_Given exercise:_ Please find every line in the items that contains the string "strap" and copy each one out. Case counts.

_Data rows:_
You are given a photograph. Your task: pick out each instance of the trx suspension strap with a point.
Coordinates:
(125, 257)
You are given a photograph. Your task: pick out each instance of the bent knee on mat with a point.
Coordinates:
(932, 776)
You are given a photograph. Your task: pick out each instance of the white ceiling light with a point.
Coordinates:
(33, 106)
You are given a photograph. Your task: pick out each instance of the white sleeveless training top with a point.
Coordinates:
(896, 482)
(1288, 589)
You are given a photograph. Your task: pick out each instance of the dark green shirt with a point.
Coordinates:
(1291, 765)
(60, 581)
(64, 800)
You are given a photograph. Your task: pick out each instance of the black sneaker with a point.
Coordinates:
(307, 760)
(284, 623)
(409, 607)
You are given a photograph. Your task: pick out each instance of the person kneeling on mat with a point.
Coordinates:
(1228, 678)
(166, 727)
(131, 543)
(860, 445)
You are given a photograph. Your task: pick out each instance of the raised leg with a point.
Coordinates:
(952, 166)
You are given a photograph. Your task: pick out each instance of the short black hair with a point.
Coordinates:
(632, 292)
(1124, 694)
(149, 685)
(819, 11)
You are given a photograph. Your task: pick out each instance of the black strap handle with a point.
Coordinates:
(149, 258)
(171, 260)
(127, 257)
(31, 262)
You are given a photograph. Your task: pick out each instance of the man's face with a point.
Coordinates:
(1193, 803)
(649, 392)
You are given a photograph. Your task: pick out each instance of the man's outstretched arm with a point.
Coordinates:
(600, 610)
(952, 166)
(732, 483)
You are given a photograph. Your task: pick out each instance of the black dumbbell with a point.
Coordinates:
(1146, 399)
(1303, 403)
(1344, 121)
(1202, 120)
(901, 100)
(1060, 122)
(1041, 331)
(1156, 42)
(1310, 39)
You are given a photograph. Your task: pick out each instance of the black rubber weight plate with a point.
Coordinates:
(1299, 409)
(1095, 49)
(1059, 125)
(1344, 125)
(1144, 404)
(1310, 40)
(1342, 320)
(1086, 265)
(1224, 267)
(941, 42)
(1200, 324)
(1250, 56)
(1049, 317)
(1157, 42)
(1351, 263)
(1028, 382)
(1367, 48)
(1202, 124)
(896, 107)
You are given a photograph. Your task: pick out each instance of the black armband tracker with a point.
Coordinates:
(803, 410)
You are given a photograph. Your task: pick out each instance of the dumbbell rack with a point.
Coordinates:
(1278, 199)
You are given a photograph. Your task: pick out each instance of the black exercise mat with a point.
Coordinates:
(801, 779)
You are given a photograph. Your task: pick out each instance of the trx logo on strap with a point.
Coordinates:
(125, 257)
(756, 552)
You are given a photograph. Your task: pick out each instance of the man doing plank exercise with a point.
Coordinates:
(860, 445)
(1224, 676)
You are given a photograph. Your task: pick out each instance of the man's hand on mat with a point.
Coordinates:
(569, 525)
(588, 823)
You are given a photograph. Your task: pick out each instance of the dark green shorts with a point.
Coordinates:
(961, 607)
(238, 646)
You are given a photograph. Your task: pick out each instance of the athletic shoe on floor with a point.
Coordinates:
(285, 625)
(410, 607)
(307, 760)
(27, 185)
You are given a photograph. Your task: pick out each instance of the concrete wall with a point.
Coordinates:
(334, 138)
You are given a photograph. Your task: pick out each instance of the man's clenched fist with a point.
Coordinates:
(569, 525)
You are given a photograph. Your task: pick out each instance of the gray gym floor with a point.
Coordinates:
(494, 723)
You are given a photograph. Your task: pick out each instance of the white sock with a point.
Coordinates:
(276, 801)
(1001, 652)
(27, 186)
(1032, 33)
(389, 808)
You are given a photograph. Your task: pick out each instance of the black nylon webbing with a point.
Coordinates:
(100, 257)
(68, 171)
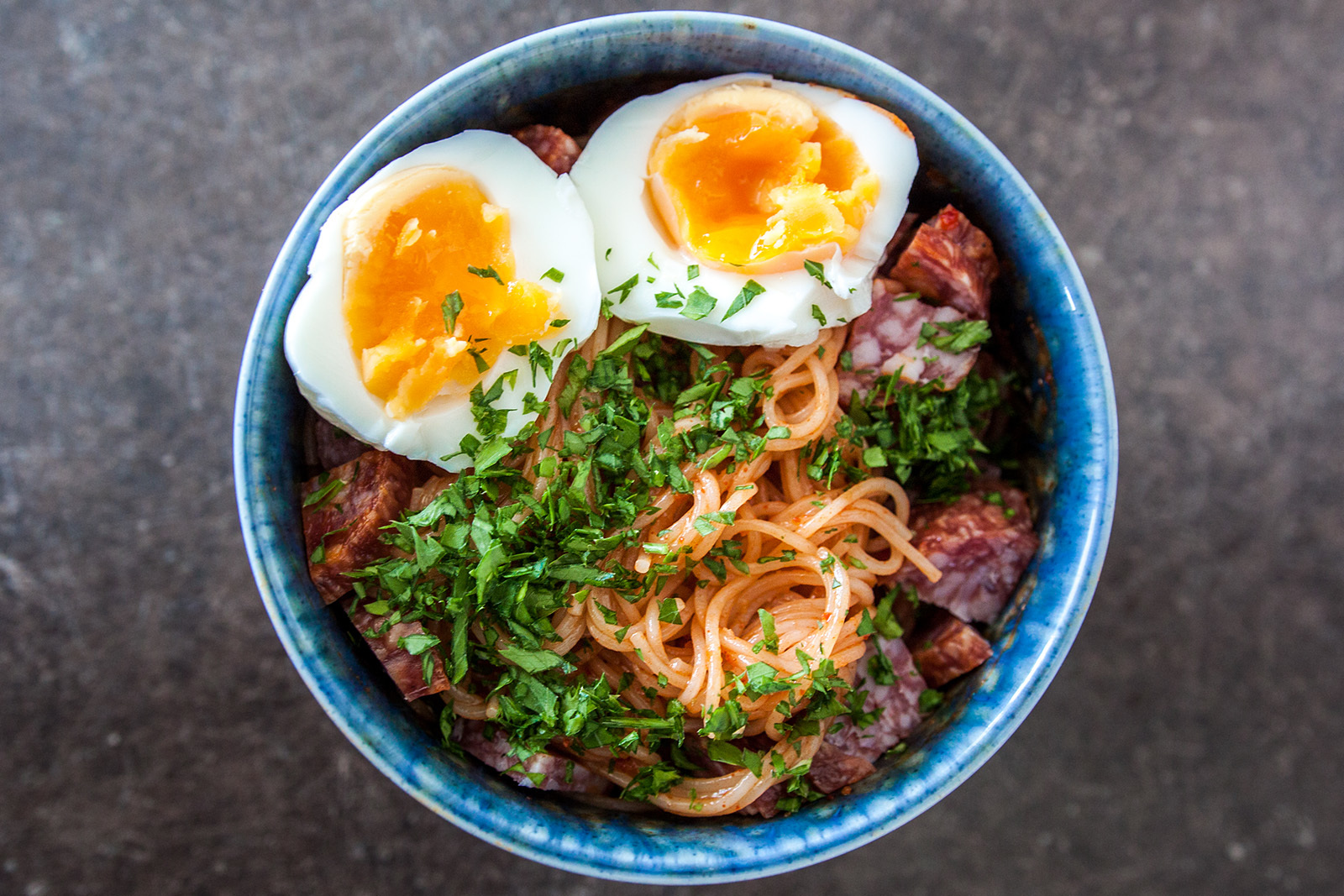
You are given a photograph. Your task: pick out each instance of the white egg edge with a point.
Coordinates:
(618, 181)
(318, 344)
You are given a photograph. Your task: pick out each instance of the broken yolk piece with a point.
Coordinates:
(420, 322)
(745, 174)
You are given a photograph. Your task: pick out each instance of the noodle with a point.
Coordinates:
(806, 553)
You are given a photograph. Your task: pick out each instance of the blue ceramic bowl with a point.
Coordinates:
(1075, 490)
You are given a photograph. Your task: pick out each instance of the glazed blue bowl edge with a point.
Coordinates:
(1081, 438)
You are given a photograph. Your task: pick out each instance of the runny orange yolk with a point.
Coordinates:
(745, 174)
(407, 251)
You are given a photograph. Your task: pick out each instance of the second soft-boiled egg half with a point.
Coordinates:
(444, 295)
(745, 210)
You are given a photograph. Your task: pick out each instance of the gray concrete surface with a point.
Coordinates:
(156, 741)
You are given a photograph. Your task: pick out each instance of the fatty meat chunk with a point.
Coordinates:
(344, 512)
(951, 262)
(981, 543)
(886, 338)
(900, 703)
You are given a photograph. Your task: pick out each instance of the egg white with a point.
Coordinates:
(612, 176)
(549, 228)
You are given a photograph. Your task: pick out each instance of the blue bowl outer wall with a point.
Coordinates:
(1081, 436)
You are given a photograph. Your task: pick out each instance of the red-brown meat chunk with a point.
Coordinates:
(949, 649)
(886, 338)
(900, 703)
(542, 770)
(951, 262)
(551, 145)
(833, 768)
(346, 519)
(980, 543)
(407, 671)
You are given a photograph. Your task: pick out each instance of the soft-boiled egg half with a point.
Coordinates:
(745, 210)
(457, 275)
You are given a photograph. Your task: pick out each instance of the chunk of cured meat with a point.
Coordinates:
(900, 703)
(948, 649)
(407, 671)
(833, 768)
(951, 262)
(886, 338)
(346, 519)
(542, 770)
(551, 145)
(981, 544)
(766, 805)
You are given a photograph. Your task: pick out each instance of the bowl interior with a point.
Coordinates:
(1077, 446)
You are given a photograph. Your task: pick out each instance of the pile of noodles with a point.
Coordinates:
(816, 604)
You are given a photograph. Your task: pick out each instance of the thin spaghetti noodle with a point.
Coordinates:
(803, 555)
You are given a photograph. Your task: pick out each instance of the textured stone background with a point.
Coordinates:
(155, 738)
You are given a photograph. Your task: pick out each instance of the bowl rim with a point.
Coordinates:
(501, 828)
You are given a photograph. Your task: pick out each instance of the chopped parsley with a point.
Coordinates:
(749, 291)
(452, 308)
(816, 270)
(488, 273)
(953, 336)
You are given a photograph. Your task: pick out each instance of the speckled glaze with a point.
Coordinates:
(1079, 443)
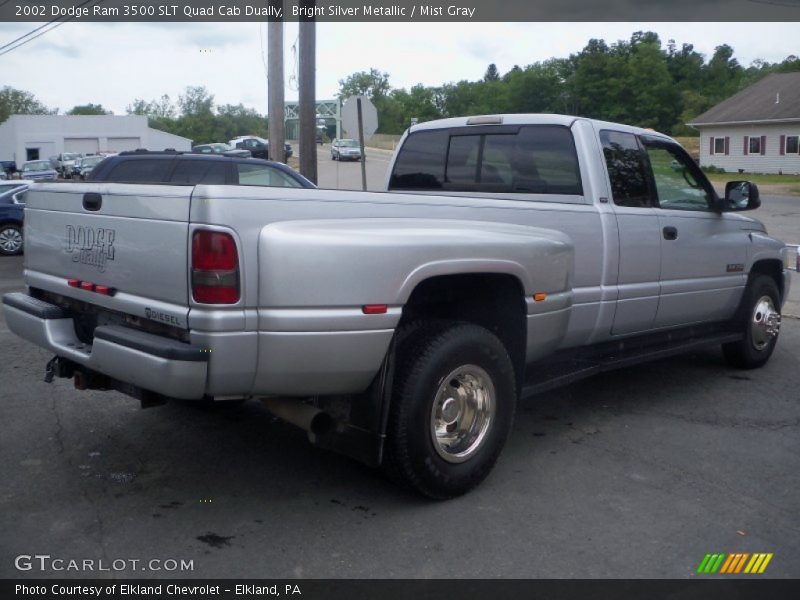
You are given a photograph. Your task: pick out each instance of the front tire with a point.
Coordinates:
(760, 320)
(10, 239)
(452, 407)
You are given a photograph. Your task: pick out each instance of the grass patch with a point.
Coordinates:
(768, 184)
(691, 144)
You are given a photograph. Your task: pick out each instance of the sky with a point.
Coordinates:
(114, 63)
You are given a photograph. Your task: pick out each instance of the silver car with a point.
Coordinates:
(345, 149)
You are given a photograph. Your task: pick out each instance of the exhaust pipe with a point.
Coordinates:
(308, 418)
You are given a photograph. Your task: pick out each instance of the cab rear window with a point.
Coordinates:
(536, 159)
(140, 171)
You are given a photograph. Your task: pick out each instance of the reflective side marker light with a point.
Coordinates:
(374, 309)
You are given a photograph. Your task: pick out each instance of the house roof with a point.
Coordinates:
(774, 98)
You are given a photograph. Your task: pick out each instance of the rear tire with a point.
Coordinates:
(759, 317)
(452, 407)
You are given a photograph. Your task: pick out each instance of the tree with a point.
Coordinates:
(19, 102)
(372, 83)
(89, 109)
(491, 73)
(196, 101)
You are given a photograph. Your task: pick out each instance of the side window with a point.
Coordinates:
(192, 172)
(264, 175)
(140, 171)
(420, 164)
(462, 160)
(498, 157)
(627, 169)
(546, 160)
(678, 181)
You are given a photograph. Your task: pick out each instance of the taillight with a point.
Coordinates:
(215, 268)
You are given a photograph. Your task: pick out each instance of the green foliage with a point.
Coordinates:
(89, 109)
(372, 83)
(19, 102)
(636, 81)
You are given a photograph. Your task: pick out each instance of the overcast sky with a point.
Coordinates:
(113, 63)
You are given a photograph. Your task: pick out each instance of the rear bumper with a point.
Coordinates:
(148, 361)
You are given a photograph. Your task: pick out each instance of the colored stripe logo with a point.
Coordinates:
(732, 564)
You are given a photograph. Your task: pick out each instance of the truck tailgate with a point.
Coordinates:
(124, 237)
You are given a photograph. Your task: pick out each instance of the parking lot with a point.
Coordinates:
(637, 473)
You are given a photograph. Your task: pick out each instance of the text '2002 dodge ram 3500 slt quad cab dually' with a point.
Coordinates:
(510, 255)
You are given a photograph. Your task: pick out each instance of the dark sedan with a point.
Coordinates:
(221, 148)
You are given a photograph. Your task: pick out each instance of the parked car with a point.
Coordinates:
(345, 149)
(221, 148)
(11, 217)
(39, 170)
(64, 163)
(8, 168)
(186, 168)
(512, 254)
(83, 166)
(259, 147)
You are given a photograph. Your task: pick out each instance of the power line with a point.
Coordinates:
(55, 22)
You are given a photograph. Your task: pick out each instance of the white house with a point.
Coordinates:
(34, 137)
(756, 130)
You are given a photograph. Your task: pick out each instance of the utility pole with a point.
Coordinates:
(308, 100)
(275, 110)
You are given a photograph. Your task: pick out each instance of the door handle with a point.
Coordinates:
(92, 201)
(670, 233)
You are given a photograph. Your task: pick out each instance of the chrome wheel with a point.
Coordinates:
(10, 240)
(765, 323)
(463, 411)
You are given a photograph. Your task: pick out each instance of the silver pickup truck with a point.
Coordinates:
(510, 254)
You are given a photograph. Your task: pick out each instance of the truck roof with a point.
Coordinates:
(525, 119)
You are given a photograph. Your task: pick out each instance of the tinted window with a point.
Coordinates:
(627, 169)
(264, 175)
(536, 159)
(679, 184)
(420, 164)
(140, 171)
(192, 172)
(462, 160)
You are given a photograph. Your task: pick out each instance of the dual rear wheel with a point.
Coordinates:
(452, 407)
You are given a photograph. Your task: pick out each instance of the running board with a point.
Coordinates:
(560, 371)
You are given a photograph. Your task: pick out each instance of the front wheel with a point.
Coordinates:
(452, 407)
(760, 319)
(10, 239)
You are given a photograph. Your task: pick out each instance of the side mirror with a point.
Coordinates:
(741, 195)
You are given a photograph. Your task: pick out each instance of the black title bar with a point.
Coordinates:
(404, 10)
(738, 588)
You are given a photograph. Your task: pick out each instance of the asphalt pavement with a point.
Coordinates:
(636, 473)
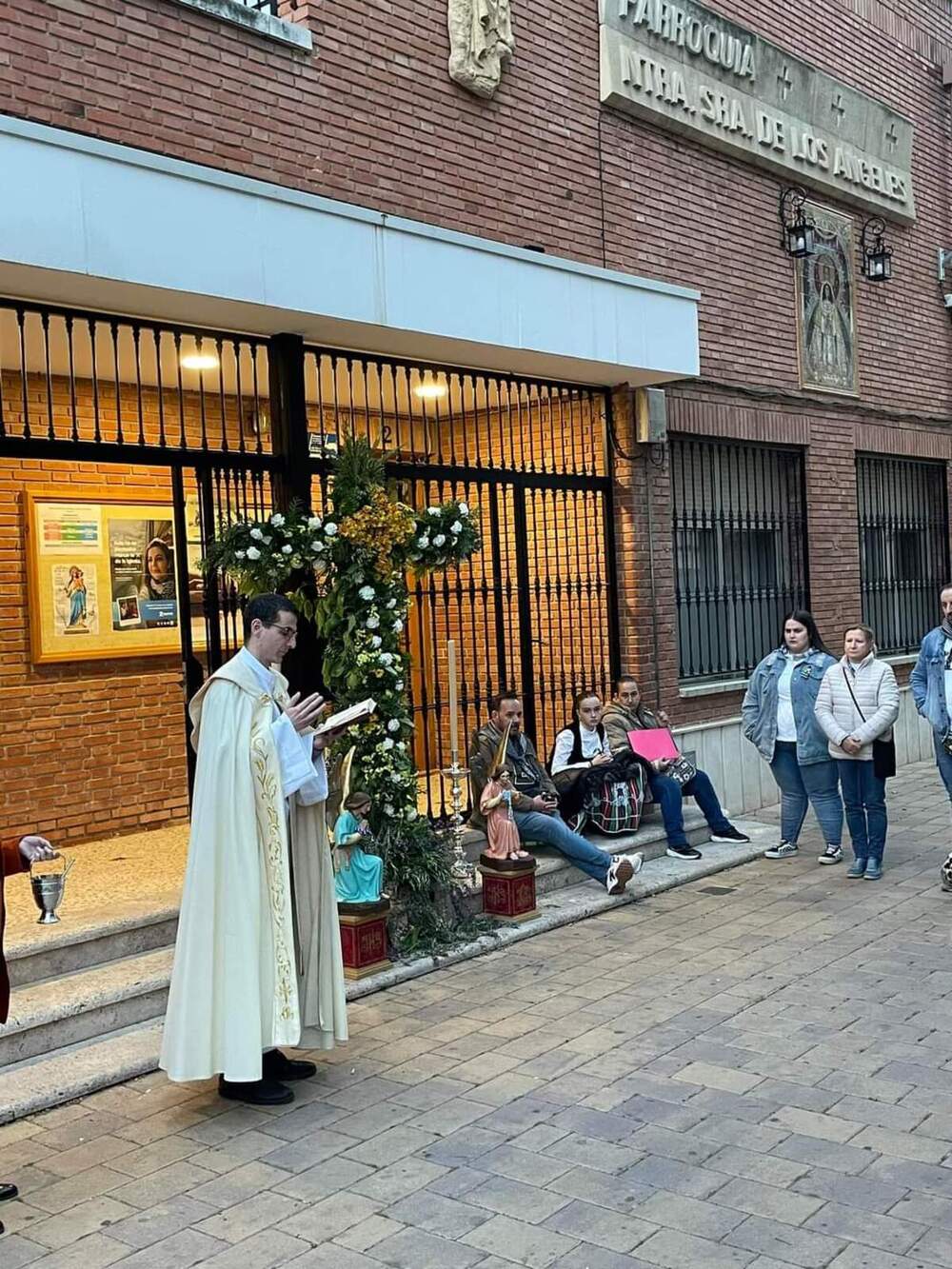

_The completed task:_
You are given a photograph. Your task: pick out each instance of the trx suspension strap with a point.
You are given a photograph. Your task: pick out each instance of the black strap handle with a point.
You are given a photograph. Your task: pick out each instance of the trx logo on strap with a point.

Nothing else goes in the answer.